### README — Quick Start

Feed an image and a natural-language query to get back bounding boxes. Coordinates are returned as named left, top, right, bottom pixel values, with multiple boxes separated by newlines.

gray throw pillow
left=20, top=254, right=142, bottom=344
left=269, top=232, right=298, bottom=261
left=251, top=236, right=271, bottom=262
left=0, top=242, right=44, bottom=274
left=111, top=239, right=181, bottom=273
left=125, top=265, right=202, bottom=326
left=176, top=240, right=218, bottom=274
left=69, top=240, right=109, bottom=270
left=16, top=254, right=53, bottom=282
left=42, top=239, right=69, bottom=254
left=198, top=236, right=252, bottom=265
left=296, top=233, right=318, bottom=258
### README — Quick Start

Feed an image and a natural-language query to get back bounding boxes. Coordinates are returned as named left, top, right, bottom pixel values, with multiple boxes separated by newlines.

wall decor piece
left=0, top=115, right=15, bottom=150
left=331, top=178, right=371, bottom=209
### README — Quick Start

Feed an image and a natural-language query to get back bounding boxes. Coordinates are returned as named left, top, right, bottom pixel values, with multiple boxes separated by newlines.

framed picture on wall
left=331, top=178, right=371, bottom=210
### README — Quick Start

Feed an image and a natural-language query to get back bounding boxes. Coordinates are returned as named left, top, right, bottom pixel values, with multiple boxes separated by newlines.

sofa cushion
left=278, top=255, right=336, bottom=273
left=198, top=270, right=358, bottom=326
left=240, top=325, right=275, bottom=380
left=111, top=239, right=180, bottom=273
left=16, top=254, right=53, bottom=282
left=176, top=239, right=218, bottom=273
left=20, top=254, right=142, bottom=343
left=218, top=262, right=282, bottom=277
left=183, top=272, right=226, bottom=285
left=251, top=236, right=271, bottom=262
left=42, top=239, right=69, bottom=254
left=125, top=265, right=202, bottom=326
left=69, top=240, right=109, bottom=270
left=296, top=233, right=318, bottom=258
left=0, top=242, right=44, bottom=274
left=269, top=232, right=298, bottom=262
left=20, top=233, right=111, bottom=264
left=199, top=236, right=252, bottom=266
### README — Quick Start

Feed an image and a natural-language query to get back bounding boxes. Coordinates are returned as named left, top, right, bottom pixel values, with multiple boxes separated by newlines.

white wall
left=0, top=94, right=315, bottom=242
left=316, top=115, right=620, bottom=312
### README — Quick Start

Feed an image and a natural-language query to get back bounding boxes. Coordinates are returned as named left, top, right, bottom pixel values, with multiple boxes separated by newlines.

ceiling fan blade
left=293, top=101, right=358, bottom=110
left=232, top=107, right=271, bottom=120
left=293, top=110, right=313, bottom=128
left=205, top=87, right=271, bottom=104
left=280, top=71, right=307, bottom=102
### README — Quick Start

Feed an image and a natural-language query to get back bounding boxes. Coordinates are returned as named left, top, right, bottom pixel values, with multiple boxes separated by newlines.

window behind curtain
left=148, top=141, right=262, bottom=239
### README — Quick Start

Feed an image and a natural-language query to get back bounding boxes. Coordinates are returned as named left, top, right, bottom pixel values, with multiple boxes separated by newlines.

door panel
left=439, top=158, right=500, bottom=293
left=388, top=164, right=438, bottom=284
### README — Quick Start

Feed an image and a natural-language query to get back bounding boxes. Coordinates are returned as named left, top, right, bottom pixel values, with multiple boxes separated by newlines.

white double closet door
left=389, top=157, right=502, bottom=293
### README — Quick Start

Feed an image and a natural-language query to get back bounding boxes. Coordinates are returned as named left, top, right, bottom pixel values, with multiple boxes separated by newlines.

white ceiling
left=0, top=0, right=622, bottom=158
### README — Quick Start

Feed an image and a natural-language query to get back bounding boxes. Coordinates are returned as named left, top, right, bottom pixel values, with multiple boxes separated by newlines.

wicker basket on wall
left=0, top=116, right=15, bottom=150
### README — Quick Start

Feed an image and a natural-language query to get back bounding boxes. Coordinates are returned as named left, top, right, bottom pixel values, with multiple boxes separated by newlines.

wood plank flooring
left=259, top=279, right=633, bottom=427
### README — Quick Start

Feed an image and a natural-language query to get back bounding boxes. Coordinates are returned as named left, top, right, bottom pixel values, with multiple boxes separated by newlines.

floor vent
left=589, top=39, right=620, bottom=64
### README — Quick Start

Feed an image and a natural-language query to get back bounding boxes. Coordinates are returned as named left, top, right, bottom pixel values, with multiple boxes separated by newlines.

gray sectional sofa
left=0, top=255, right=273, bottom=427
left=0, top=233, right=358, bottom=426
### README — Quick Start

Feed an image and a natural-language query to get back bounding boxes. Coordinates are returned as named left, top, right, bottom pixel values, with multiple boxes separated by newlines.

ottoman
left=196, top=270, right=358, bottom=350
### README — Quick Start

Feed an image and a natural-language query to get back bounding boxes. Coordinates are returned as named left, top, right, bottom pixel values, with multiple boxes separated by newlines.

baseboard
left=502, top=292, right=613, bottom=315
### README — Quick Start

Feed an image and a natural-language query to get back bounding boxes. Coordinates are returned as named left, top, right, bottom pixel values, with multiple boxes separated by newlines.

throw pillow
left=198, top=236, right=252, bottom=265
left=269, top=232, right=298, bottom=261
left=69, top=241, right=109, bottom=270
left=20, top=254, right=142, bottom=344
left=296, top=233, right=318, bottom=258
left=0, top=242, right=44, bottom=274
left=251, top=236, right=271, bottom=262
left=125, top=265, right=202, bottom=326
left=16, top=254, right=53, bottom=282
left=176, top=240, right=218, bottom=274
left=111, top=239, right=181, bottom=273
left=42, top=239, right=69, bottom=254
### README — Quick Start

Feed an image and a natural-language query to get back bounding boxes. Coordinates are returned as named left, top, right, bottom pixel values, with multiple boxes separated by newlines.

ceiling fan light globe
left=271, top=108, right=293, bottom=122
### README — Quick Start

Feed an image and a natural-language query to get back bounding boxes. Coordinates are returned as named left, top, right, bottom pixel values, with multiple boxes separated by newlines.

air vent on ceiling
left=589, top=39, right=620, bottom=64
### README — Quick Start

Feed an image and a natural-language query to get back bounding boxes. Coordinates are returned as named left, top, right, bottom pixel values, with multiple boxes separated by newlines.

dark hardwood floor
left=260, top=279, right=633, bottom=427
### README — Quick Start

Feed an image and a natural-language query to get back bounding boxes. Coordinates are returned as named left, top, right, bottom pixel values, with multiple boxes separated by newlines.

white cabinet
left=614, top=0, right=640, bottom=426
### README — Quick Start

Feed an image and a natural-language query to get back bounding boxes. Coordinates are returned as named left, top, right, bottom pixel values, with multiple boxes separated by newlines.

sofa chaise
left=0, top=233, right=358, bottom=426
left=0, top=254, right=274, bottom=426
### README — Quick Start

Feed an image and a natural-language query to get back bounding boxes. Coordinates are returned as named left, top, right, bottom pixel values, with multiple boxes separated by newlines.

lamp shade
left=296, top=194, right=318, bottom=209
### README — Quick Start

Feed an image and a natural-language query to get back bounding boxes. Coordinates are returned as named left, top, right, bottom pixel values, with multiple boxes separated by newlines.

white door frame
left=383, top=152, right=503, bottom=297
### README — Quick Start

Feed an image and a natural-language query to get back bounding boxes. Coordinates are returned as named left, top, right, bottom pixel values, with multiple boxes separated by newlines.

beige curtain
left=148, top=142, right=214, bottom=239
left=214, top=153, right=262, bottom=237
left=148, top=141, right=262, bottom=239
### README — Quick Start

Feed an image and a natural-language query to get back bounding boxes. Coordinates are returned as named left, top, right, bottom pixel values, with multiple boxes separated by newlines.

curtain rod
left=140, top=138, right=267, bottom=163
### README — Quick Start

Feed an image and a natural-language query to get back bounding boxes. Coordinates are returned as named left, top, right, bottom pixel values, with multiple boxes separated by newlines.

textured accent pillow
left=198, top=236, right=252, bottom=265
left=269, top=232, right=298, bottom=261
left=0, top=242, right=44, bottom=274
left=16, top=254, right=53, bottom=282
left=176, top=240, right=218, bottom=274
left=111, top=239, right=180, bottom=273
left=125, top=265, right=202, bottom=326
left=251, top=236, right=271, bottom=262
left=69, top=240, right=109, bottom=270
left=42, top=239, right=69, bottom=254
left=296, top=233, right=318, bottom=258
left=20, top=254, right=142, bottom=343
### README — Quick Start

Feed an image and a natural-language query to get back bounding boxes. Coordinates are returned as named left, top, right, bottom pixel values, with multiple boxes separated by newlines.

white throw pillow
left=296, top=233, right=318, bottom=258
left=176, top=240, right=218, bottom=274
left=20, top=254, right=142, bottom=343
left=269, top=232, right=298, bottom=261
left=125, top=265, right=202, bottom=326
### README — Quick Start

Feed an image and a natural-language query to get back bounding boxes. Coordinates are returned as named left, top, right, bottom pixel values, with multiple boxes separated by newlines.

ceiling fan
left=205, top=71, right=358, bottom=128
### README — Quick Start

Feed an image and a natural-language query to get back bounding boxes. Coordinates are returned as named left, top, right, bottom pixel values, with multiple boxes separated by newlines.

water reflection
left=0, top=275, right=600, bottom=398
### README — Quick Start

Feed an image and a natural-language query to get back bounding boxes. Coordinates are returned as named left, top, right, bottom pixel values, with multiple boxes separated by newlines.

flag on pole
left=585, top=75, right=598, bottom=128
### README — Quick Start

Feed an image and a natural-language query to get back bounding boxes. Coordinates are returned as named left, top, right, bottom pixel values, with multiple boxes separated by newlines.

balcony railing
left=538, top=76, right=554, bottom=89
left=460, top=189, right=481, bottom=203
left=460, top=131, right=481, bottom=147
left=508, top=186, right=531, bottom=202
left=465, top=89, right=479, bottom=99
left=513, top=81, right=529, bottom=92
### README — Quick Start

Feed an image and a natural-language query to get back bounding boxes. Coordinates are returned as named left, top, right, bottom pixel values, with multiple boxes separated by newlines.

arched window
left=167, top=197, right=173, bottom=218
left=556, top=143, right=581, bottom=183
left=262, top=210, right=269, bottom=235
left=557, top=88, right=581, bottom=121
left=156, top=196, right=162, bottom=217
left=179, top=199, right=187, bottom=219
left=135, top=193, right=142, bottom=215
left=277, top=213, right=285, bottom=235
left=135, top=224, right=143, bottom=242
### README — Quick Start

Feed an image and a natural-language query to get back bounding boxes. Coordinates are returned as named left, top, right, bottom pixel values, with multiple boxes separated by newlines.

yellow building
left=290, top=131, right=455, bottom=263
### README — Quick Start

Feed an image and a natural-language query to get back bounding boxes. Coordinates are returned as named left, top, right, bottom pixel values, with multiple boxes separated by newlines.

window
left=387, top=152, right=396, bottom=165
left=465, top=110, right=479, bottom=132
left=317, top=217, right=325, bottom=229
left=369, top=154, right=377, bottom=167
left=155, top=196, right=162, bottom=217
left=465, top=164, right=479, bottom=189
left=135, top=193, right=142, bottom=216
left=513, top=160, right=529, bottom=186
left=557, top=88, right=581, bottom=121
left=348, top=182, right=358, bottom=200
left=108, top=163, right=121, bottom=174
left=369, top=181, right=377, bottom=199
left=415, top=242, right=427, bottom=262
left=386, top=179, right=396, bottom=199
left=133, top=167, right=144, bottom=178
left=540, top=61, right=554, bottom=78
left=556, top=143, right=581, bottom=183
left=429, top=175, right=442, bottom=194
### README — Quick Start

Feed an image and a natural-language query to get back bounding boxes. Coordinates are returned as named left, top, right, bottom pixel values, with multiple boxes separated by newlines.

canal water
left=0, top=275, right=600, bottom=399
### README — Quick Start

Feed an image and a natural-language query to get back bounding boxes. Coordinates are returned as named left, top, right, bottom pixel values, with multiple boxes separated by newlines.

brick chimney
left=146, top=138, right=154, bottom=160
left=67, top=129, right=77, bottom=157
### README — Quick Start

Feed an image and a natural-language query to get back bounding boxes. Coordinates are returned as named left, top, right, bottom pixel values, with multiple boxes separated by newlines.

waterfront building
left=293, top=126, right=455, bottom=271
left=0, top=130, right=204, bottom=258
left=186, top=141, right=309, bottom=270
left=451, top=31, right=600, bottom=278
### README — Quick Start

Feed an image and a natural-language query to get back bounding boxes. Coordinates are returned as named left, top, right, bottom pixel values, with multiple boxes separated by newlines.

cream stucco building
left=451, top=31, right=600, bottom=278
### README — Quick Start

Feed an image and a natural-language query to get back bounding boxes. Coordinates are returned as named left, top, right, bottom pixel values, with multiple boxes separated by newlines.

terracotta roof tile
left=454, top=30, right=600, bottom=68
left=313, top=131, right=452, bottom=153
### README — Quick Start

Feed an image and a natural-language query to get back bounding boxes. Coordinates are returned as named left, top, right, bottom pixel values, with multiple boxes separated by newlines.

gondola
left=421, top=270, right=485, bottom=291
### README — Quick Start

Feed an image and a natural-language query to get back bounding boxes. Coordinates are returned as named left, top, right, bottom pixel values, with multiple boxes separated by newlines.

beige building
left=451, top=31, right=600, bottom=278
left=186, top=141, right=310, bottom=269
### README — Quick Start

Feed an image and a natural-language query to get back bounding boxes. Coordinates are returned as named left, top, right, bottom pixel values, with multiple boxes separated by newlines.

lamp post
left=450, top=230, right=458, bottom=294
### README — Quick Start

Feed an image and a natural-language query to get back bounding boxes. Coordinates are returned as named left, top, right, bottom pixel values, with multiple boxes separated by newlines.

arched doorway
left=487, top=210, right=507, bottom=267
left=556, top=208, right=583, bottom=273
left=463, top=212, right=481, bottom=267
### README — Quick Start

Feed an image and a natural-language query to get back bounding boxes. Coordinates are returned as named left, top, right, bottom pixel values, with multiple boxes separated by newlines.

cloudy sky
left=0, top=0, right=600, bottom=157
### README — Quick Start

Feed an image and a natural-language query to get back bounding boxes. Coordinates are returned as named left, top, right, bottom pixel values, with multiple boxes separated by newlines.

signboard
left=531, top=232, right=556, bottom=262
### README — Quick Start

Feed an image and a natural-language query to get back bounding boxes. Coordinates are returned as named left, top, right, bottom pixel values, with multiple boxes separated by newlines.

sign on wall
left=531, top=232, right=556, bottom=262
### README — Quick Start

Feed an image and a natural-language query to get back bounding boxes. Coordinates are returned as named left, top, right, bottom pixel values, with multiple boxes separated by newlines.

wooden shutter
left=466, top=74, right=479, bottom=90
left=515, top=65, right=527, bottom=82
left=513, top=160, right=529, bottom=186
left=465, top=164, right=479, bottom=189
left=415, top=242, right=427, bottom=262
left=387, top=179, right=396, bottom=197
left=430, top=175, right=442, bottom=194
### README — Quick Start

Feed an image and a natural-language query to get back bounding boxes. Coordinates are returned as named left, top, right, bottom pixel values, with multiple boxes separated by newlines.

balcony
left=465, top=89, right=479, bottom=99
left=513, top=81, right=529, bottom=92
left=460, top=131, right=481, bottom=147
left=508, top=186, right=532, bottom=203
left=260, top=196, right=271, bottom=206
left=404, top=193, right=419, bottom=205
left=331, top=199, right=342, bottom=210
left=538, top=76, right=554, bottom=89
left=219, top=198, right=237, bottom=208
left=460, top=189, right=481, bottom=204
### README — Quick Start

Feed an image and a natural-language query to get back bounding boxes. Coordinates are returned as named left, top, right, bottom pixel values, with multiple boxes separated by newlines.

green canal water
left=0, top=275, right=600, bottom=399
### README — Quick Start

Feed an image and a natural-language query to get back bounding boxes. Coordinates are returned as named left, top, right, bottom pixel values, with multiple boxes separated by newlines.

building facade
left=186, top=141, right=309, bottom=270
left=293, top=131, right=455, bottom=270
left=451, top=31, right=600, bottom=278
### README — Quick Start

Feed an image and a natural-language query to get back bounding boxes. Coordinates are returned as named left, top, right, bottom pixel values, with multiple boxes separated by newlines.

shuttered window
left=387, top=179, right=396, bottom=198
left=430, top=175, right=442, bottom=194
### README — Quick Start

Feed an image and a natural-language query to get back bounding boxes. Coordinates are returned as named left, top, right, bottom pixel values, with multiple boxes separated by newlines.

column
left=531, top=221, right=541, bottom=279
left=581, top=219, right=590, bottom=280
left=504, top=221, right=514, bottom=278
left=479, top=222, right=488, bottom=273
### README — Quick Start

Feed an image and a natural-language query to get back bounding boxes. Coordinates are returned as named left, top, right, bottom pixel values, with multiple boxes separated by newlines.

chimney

::::::::

TASK GOAL: Locate every line in the entries above that contains the word "curtain", and copy each of those lines.

WRITTEN RESPONSE:
window behind curtain
beige curtain
curtain rod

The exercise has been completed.